Dokumen:
((
Ada dua jalan bagi keyakinan:
Pertama, iman dan tashdiq (pembenaran), karena mengikuti nabi-nabi dan ulama-ulama. Hal ini adalah seumpama seorang pasien yang berhadapan dengan dokter yang dipercaya. Si pasien tentulah harus percaya dan membenarkan apa-apa yang dikatakan sang dokter demi kesembuhannya, dan bukan berpegang pada perkataan dirinya atau orang-orang yang bukan ahlinya dalam persoalan penyembuhan.
Kedua, wahyu atau ilham. Bahwa pengetahuan para nabi tidak mengikut saja (taqlid)kepada apa-apa yang diperkatakan oleh Jibril as, sebagaimana kita taqlid pada kata-kata Nabi Saw. Sungguh amat jauh yang demikian itu, karena taqlid tidaklah sama dengan ma’rifah. Dan arti ma’rifah itu: terbuka bagi mereka hakikat segala sesuatu sebagaimana adanya, lalu mereka menyaksikan dengan bashirah batiniyah(pengelihatan batin) sebagaimana anda menyaksikan segala yang inderawi dengan mata lahiriah.
))
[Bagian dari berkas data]
((
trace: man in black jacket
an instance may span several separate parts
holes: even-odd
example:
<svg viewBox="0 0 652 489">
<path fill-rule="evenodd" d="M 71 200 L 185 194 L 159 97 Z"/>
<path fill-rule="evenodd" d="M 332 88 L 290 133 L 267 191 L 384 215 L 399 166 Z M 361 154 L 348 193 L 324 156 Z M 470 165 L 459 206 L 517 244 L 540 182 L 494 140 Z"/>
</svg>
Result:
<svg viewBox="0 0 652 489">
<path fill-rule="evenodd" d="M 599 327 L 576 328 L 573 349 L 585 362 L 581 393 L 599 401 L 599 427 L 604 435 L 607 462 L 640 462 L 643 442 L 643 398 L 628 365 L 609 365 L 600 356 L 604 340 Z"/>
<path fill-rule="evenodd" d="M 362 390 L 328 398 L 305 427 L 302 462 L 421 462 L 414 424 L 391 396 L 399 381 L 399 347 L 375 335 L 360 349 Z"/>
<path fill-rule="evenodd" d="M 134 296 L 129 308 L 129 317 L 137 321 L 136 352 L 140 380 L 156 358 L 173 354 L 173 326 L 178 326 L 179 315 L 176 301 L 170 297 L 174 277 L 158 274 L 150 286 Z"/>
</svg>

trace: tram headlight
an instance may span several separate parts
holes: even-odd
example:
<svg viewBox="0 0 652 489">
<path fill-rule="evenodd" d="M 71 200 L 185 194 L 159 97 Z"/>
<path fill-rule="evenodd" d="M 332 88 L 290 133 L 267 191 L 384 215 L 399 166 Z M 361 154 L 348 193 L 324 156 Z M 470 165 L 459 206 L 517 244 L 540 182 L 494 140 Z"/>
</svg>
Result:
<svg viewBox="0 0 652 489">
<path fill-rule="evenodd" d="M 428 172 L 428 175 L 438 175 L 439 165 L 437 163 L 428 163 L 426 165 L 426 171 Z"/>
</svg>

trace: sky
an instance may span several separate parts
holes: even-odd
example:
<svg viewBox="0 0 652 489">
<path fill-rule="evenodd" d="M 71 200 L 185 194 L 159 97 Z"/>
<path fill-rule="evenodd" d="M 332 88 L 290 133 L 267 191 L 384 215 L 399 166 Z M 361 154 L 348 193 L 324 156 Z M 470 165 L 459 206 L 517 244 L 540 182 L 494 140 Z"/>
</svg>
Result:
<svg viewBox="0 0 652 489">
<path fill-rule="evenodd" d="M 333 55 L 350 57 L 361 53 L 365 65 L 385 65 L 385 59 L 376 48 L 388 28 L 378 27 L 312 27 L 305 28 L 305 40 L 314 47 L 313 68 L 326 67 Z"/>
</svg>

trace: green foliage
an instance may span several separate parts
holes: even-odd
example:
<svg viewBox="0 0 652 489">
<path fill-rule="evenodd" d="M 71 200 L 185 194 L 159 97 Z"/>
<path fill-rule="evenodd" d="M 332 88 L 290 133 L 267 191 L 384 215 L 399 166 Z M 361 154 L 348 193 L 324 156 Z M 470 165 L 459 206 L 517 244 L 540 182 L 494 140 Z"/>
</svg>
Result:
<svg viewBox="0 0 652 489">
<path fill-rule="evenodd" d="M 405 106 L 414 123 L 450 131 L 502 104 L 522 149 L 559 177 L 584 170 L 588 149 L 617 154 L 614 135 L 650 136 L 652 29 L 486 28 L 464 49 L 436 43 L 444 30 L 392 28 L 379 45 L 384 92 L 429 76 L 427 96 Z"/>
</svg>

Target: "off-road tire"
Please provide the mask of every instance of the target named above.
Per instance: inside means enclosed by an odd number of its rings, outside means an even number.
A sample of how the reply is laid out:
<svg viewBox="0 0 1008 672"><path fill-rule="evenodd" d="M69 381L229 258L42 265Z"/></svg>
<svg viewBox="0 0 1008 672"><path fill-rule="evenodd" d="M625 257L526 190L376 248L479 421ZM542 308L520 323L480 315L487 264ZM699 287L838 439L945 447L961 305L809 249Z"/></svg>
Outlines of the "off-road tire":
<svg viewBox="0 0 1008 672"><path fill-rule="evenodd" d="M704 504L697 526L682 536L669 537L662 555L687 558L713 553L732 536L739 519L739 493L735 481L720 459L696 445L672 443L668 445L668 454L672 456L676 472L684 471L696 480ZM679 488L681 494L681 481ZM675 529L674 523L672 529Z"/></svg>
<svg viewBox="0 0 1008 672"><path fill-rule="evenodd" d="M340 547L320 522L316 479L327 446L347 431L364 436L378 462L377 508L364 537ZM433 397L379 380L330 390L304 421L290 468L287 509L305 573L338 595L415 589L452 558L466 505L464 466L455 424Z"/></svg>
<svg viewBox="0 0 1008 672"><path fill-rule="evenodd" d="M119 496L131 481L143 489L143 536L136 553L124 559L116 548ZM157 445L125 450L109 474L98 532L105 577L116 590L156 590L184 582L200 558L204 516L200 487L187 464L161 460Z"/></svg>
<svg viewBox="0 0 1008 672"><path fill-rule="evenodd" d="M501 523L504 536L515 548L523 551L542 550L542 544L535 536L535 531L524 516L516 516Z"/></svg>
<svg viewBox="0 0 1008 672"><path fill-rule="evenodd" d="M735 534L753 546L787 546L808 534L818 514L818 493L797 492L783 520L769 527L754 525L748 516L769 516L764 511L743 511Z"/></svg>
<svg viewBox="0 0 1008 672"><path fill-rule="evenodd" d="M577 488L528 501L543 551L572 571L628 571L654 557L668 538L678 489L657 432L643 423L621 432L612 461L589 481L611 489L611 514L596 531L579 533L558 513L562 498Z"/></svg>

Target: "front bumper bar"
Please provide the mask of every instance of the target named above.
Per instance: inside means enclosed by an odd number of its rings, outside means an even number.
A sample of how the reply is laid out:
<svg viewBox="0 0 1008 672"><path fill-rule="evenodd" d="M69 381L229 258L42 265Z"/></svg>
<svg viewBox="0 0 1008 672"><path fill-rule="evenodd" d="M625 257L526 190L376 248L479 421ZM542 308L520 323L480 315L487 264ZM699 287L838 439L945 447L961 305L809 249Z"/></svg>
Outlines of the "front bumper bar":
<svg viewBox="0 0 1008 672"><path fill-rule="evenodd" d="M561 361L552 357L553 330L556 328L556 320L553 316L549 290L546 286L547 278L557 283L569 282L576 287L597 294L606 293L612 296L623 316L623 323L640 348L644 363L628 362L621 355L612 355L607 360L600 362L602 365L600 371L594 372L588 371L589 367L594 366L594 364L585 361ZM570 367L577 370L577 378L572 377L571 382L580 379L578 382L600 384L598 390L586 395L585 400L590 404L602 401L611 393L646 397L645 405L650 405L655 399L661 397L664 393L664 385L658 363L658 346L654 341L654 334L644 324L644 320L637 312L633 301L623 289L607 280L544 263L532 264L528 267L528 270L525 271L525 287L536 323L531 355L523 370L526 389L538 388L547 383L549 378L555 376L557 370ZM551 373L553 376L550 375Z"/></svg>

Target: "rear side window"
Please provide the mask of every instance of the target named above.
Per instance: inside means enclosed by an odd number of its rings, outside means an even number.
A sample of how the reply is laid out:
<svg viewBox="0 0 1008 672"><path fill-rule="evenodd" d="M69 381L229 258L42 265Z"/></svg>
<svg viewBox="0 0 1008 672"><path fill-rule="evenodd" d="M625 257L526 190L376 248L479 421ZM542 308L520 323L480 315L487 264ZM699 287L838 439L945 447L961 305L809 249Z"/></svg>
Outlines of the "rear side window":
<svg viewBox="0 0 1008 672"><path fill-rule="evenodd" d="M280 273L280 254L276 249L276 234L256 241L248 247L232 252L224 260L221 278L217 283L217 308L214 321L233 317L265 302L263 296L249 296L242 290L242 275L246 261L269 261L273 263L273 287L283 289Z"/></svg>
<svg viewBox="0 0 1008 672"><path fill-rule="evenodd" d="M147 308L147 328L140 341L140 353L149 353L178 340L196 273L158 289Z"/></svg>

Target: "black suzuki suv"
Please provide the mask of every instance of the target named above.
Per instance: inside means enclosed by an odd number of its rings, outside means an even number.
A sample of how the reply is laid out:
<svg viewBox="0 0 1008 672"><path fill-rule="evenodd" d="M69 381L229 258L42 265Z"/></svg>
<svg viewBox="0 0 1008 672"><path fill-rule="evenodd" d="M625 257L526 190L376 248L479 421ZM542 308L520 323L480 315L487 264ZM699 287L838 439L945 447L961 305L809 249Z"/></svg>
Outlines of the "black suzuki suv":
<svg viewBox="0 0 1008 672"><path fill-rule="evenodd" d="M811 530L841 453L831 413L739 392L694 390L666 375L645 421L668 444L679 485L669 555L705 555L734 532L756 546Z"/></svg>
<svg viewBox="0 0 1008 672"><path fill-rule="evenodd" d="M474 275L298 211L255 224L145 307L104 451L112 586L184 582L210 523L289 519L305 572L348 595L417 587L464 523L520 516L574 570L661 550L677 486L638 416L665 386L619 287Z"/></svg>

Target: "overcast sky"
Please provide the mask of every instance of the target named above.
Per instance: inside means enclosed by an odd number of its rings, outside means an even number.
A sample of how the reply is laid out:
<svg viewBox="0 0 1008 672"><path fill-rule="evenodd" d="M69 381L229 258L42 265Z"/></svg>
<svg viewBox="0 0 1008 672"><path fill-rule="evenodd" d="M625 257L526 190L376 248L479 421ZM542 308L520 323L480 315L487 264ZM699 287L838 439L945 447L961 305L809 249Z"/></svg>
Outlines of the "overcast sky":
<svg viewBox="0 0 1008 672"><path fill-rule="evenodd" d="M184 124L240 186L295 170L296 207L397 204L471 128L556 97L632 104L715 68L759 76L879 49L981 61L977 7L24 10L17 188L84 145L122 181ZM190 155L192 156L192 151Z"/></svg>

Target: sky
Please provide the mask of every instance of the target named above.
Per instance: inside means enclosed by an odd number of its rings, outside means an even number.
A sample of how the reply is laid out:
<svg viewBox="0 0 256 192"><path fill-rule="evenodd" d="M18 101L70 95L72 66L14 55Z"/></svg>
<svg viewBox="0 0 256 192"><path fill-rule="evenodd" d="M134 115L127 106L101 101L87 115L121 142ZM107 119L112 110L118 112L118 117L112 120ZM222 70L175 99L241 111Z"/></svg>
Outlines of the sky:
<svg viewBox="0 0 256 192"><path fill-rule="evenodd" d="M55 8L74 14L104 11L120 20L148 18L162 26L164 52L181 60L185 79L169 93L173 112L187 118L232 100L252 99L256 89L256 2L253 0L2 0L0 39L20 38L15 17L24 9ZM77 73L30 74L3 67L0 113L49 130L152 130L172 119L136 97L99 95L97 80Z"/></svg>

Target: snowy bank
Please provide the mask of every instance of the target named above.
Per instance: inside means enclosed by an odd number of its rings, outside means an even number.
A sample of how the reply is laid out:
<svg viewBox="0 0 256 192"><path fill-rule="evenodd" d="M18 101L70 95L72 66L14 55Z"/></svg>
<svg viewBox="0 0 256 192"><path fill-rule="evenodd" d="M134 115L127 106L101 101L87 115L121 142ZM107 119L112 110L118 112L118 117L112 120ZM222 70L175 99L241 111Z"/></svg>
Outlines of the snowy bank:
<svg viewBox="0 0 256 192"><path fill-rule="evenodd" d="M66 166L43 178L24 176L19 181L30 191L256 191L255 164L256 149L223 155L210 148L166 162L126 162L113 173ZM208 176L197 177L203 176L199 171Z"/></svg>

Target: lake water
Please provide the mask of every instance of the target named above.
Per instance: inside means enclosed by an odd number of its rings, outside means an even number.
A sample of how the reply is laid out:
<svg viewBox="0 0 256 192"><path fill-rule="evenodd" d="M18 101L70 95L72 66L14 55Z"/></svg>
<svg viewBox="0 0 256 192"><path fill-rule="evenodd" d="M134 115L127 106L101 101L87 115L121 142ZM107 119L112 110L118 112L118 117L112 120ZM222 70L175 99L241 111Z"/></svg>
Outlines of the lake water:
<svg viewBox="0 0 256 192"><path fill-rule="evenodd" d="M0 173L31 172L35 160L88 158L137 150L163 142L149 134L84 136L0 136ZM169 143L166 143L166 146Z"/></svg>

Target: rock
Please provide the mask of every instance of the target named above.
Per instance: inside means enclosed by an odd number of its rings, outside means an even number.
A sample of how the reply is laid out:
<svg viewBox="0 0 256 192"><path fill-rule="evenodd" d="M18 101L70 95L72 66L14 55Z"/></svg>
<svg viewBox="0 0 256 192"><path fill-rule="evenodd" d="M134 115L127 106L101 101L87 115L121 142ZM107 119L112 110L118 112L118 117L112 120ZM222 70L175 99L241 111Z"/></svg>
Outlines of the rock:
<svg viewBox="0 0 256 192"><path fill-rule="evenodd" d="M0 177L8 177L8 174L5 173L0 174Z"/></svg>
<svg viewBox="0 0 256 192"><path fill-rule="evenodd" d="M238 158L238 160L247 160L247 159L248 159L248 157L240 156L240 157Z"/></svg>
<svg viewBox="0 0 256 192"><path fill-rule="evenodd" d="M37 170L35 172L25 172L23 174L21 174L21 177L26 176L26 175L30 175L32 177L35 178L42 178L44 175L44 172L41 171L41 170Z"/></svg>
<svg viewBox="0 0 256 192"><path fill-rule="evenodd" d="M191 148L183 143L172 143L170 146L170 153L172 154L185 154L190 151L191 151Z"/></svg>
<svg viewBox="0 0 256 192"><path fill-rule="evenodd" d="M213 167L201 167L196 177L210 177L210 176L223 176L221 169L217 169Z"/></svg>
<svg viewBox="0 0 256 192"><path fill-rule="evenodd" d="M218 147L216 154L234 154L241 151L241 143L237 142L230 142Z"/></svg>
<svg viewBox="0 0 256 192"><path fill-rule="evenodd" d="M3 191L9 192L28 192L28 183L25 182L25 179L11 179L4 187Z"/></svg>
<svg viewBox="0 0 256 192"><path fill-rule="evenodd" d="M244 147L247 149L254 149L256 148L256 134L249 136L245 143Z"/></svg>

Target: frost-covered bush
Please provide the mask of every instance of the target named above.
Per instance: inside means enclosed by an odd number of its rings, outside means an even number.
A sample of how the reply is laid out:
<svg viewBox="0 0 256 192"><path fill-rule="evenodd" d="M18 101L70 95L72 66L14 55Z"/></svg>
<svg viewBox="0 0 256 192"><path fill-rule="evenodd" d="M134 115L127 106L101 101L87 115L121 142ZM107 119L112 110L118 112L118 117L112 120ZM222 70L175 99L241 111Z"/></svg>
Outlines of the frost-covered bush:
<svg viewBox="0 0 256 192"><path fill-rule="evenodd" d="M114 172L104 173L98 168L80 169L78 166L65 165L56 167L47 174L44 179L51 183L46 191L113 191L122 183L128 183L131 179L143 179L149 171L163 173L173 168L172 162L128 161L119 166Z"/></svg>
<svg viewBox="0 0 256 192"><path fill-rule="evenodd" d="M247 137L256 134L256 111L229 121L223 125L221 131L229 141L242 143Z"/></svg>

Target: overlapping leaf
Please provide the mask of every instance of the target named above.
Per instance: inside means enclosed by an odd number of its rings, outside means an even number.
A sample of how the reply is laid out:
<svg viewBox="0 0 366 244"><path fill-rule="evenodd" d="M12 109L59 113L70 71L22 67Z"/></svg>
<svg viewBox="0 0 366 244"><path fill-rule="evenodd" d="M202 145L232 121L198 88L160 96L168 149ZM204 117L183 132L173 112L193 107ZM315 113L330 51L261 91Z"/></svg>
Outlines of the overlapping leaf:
))
Petunjuk Tugas 1:
Dalam teks tentang jalan keyakinan, apa yang disebut sebagai jalan kedua bagi keyakinan?
Petunjuk Tugas 2:
Lanjutkan teks tentang jalan keyakinan dari bagian terakhirnya.

Jawaban Akhir 1:
Wahyu atau ilham.

Jawaban Akhir 2:
Dari musyahadah (penyaksian) inilah para nabi menceritakan kepada kita apa-apa yang kita sekarang ketahui sebagai perihal agama, dan bukan dari pendengaran dantaqlid sebagaimana kita hanya mendengar dan taqlid saja atas berita adanya malaikat, surga maupun neraka. Dan yang demikian adalah dengan terbukanya hakikat ruh, dan itu adalah amr (urusan) Allah Ta’ala.
Maka sungguh amat jauh bila kita beranggapan bahwa pengetahuan agama cukup dengan taqlid semacam ini (memperoleh pengetahuan secara empiris), lantas merasa pengetahuannya setara atau bisa menjangkau pengetahuan para nabi dan mengaku sebagai pewarisnya, tanpa pernah terbuka bagi kita hakikat segala sesuatu sebagaimana adanya.
Amr yang dimaksud di sini bukanlah berarti “perintah” sebagai lawan kata dari “larangan”. Dan tidak dimaksud dengan amr itu keadaan (asy-sya’n) dan menganggap amr itu makhluk (ingat ayat yang berbunyi “ruh min amr” –Red).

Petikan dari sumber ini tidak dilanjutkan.